INFORMATION GIVEN:
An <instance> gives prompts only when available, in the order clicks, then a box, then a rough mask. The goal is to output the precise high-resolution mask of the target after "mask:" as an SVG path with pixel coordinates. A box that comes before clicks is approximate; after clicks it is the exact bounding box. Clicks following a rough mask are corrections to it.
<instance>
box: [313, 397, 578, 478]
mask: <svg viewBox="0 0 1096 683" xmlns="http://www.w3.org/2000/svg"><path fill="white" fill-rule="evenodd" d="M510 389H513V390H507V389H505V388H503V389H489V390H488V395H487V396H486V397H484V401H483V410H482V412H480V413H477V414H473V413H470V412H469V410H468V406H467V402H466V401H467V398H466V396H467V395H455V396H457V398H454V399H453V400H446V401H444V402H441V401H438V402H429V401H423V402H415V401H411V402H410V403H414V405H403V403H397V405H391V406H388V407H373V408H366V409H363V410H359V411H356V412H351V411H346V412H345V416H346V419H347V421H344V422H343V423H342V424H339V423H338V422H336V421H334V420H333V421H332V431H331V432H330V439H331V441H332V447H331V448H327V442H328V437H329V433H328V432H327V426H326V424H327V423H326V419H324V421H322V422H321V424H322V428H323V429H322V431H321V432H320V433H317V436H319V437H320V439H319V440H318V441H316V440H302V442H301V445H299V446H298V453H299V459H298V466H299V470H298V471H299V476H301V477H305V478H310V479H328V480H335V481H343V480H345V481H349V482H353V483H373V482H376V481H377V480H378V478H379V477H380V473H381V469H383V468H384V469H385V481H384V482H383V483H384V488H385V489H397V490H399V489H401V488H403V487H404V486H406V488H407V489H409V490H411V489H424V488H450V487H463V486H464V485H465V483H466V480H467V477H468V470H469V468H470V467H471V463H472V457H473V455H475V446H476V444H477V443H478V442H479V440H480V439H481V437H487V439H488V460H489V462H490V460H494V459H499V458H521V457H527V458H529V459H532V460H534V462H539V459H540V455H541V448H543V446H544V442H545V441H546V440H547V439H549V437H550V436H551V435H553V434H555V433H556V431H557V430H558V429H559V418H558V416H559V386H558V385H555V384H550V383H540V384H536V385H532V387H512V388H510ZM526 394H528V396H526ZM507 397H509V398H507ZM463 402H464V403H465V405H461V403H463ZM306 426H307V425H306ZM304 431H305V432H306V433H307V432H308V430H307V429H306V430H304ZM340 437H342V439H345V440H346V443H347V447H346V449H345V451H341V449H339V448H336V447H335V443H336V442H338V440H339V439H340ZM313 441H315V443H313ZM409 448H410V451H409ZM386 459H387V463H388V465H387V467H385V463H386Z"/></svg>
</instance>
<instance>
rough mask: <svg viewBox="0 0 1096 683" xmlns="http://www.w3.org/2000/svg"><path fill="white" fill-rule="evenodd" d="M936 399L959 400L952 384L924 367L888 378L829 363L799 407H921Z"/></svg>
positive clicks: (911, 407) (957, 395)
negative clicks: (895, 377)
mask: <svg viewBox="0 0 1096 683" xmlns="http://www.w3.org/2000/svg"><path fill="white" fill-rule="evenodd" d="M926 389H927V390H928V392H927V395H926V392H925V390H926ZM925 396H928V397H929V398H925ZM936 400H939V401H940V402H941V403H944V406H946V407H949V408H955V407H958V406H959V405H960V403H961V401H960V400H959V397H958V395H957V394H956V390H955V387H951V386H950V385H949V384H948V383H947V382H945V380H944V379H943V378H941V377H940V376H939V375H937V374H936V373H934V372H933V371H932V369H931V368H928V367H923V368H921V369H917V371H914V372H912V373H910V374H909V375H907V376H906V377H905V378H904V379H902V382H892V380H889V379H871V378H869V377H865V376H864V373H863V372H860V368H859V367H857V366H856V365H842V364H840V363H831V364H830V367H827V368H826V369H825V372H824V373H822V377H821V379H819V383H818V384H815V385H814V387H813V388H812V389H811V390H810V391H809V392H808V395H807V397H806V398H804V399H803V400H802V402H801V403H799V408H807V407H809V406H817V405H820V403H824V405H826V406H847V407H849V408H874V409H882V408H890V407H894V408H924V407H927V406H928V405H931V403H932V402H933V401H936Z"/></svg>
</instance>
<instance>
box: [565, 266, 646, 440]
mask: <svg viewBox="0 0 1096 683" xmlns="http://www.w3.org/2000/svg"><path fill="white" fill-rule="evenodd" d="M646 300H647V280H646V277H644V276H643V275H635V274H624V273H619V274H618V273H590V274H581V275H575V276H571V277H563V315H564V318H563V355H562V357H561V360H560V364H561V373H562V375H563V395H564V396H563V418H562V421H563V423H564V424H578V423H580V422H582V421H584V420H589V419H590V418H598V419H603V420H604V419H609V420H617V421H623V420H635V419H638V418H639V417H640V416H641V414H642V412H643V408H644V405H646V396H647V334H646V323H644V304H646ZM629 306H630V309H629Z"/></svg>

ACTION ITEM: Print each of the lines above again, unchanged.

ANSWER SECTION:
An <instance> gives prompts only when available, in the order clicks, then a box, then a rough mask. The goal is to output the precise high-resolution mask of the target after "mask:" as an SVG path with pixel coordinates. A box that comes before clicks is approximate; after clicks it is the exact bounding box. Clicks following a rough mask are corrections to it.
<instance>
box: [313, 397, 578, 478]
mask: <svg viewBox="0 0 1096 683" xmlns="http://www.w3.org/2000/svg"><path fill="white" fill-rule="evenodd" d="M510 389H513V390H507V389H505V388H503V389H489V390H488V395H487V396H486V397H484V401H483V410H482V412H480V413H477V414H473V413H470V412H469V410H468V406H467V402H466V401H467V398H466V396H467V395H455V396H457V398H454V399H453V400H446V401H444V402H441V401H438V402H429V401H423V402H415V401H411V402H410V403H414V405H403V403H397V405H391V406H388V407H373V408H366V409H363V410H359V411H356V412H351V411H346V412H345V416H346V419H347V421H344V422H343V423H342V424H339V423H338V422H336V421H334V420H333V421H332V431H331V432H330V439H331V441H332V447H331V448H327V442H328V437H329V433H328V432H327V426H326V424H327V423H326V419H324V421H322V422H321V424H322V428H323V429H322V431H321V432H320V433H317V436H319V437H320V439H319V440H318V441H316V440H302V442H301V445H299V446H298V453H299V459H298V466H299V470H298V471H299V476H301V477H305V478H310V479H328V480H335V481H343V480H345V481H349V482H353V483H373V482H376V481H377V480H378V478H379V477H380V473H381V469H383V468H384V469H385V481H384V482H383V483H384V488H385V489H397V490H399V489H401V488H403V487H404V486H406V488H407V489H409V490H411V489H424V488H450V487H463V486H464V485H465V483H466V480H467V477H468V470H469V468H470V467H471V463H472V457H473V455H475V446H476V444H477V443H478V442H479V440H480V439H481V437H487V439H488V460H489V462H490V460H494V459H499V458H521V457H527V458H529V459H532V460H534V462H539V459H540V455H541V448H543V446H544V442H545V441H546V440H547V439H549V437H550V436H551V435H553V434H555V433H556V431H557V430H558V429H559V418H558V416H559V386H558V385H555V384H550V383H540V384H536V385H532V387H512V388H510ZM526 394H528V396H526ZM507 397H509V398H507ZM463 402H464V403H465V405H461V403H463ZM306 426H307V425H306ZM304 431H305V432H306V433H307V432H308V430H307V429H306V430H304ZM340 437H342V439H345V440H346V443H347V447H346V449H345V451H341V449H339V448H336V447H335V443H336V442H338V440H339V439H340ZM313 441H315V443H313ZM409 448H410V451H409ZM386 459H387V463H388V465H387V467H385V463H386Z"/></svg>
</instance>
<instance>
rough mask: <svg viewBox="0 0 1096 683" xmlns="http://www.w3.org/2000/svg"><path fill="white" fill-rule="evenodd" d="M936 399L959 400L952 384L924 367L888 378L829 363L799 407H921Z"/></svg>
positive clicks: (911, 407) (957, 395)
negative clicks: (895, 377)
mask: <svg viewBox="0 0 1096 683" xmlns="http://www.w3.org/2000/svg"><path fill="white" fill-rule="evenodd" d="M926 389H927V390H928V392H927V395H926V392H925V390H926ZM925 396H928V397H929V398H925ZM936 400H939V401H940V402H941V403H944V406H946V407H949V408H955V407H958V406H959V405H960V403H961V401H960V400H959V397H958V395H957V394H956V390H955V387H951V386H950V385H949V384H948V383H947V382H945V380H944V379H943V378H941V377H940V376H939V375H937V374H936V373H934V372H933V371H932V369H931V368H928V367H923V368H921V369H917V371H914V372H912V373H910V374H909V375H907V376H906V377H905V378H904V379H902V382H892V380H889V379H871V378H869V377H865V376H864V373H863V372H860V368H859V367H857V366H856V365H842V364H840V363H831V364H830V367H827V368H826V369H825V372H824V373H822V377H821V379H819V383H818V384H815V385H814V387H813V388H812V389H811V390H810V391H809V392H808V395H807V397H806V398H804V399H803V400H802V402H801V403H799V408H807V407H809V406H817V405H820V403H824V405H826V406H847V407H849V408H874V409H882V408H890V407H894V408H924V407H927V406H928V405H931V403H932V402H933V401H936Z"/></svg>
</instance>
<instance>
box: [565, 266, 646, 440]
mask: <svg viewBox="0 0 1096 683" xmlns="http://www.w3.org/2000/svg"><path fill="white" fill-rule="evenodd" d="M646 300H647V280H646V277H644V276H643V275H635V274H624V273H619V274H618V273H590V274H581V275H575V276H571V277H563V315H564V318H563V355H562V357H561V360H560V364H561V373H562V375H563V395H564V396H563V418H562V421H563V423H564V424H578V423H580V422H582V421H584V420H589V419H590V418H598V419H603V420H604V419H609V420H617V421H623V420H635V419H638V418H639V417H640V416H641V414H642V412H643V408H644V405H646V396H647V334H646V323H644V304H646ZM629 306H630V309H629Z"/></svg>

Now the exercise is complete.